▸ **Your task**
No line before the one containing "the woven ottoman" is to be output; retype exactly that line and all lines that follow it to the end of the records.

Record extracts: Begin

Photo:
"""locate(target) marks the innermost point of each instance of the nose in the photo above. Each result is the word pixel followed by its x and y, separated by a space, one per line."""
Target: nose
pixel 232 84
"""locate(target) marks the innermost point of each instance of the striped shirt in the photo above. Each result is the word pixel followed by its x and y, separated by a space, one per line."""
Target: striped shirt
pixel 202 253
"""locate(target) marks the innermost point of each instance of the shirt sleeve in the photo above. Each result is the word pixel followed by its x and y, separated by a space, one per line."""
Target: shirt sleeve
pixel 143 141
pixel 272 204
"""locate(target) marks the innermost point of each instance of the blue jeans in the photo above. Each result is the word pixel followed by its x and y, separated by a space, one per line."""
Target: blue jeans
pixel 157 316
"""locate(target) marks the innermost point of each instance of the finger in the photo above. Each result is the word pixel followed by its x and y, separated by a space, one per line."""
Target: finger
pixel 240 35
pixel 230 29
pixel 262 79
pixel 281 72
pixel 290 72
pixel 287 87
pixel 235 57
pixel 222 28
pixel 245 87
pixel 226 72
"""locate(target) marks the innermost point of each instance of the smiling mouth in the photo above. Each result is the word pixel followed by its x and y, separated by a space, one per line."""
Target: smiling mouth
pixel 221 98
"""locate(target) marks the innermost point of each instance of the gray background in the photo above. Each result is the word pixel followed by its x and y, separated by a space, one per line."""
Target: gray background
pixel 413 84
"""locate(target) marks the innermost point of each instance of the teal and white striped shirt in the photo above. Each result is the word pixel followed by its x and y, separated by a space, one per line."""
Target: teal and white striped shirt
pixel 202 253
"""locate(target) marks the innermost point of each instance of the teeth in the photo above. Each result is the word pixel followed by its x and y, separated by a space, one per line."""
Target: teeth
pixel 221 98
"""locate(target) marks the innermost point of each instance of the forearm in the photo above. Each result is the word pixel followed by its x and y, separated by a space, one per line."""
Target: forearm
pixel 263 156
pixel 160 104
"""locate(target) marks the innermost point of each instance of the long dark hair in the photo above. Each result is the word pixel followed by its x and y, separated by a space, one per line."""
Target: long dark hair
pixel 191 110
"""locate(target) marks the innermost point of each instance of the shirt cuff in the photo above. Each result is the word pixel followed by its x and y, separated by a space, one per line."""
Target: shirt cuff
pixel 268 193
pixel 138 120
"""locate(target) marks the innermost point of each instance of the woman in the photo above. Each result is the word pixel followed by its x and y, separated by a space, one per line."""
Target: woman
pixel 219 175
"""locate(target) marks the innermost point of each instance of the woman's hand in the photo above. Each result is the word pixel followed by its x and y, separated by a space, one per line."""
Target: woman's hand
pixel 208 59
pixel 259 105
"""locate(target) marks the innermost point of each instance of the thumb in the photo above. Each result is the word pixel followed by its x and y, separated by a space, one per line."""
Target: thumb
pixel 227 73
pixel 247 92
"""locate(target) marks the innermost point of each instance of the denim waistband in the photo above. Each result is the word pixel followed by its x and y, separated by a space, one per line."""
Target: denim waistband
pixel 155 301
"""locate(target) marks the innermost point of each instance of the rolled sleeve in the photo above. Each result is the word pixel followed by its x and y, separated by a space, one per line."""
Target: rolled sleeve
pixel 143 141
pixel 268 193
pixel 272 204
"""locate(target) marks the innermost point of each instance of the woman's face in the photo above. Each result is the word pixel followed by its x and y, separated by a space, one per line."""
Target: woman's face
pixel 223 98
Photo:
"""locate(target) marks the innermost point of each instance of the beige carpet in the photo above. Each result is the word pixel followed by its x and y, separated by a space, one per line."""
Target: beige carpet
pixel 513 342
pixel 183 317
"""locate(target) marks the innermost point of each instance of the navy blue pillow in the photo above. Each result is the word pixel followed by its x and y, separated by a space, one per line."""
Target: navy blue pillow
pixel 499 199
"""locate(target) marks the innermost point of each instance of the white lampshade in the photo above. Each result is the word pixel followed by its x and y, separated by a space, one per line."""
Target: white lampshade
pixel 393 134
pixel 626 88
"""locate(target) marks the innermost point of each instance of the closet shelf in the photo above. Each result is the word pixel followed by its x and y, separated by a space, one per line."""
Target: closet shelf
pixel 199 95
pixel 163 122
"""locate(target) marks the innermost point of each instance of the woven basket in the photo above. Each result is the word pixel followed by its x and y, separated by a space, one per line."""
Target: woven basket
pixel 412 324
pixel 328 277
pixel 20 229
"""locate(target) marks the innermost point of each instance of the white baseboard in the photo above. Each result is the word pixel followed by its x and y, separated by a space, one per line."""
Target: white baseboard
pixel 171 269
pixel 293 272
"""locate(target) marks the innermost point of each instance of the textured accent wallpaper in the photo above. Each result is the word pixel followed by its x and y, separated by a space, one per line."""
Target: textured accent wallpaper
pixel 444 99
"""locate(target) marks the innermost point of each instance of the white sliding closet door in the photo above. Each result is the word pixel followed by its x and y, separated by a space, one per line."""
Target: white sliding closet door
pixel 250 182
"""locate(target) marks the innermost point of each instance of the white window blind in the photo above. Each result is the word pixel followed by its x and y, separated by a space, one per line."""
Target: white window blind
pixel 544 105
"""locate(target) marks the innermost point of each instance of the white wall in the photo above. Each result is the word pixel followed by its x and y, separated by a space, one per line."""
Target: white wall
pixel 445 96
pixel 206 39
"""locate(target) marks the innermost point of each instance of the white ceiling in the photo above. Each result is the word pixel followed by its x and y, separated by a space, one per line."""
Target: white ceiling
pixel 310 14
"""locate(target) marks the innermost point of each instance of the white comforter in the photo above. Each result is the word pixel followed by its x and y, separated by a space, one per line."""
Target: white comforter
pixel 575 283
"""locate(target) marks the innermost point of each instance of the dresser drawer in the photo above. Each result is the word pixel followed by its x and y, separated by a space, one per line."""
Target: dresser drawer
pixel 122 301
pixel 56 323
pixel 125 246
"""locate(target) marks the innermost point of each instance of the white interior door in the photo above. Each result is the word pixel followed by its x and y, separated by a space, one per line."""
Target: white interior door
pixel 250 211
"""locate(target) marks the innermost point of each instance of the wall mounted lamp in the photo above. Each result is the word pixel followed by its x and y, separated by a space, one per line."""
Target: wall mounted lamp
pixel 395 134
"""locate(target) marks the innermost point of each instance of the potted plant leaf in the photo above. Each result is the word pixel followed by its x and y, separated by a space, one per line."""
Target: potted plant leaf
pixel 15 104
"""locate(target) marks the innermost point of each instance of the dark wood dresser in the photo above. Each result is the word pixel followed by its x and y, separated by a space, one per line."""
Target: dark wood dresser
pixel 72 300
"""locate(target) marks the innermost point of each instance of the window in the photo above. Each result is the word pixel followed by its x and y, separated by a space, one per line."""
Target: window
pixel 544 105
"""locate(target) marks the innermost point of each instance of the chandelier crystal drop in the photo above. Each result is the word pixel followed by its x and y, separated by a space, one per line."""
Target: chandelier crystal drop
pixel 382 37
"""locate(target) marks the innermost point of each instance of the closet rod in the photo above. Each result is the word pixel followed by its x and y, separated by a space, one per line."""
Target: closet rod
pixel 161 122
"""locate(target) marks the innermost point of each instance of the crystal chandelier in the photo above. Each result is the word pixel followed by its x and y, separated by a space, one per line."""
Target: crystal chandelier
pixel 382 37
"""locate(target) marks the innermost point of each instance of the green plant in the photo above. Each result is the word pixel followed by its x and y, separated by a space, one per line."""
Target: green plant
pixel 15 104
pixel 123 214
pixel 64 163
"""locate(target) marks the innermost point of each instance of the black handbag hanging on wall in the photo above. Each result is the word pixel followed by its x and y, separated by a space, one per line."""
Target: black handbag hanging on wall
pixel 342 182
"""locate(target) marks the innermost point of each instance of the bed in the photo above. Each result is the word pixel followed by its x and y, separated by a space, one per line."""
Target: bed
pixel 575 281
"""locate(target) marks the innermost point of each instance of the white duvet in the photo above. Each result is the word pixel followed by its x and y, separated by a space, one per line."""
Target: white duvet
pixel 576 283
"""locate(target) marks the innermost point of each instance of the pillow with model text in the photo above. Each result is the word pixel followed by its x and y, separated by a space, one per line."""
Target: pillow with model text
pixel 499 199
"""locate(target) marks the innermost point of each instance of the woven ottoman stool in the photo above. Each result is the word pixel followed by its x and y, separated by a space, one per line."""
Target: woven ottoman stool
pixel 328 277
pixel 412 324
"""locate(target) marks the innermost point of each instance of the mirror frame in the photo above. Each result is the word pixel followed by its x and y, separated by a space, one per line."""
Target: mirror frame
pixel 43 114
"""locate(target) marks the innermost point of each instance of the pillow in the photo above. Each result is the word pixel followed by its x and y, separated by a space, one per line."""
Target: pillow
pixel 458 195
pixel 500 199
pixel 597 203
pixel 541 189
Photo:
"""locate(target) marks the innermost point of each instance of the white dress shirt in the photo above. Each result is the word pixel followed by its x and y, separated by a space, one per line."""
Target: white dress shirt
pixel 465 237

Record extracts: End

▸ **Reply**
"""locate(target) marks the innermost point of each instance of the woven ottoman stool in the photo above. Each result is the word pixel followed by its x and y, separated by a space, one per line."""
Target: woven ottoman stool
pixel 328 277
pixel 412 324
"""locate(target) marks the innermost point of each instance of the mirror frame in the photo above. Each result is the word pixel followed by its x and y, separated by a space, one per line."""
Target: mirror frame
pixel 43 114
"""locate(target) marks the innermost point of each instance of the pillow in the photo above. Each result is the word pixel followed by its x and y, separated by a space, one per line."""
Target: pillow
pixel 458 195
pixel 500 199
pixel 597 203
pixel 541 189
Photo:
"""locate(target) marks the innermost point of each instance of the white dress shirt in the photo above. Each result is the word pixel followed by its x and y, separated by a space, one per line."""
Target: white dress shirt
pixel 465 237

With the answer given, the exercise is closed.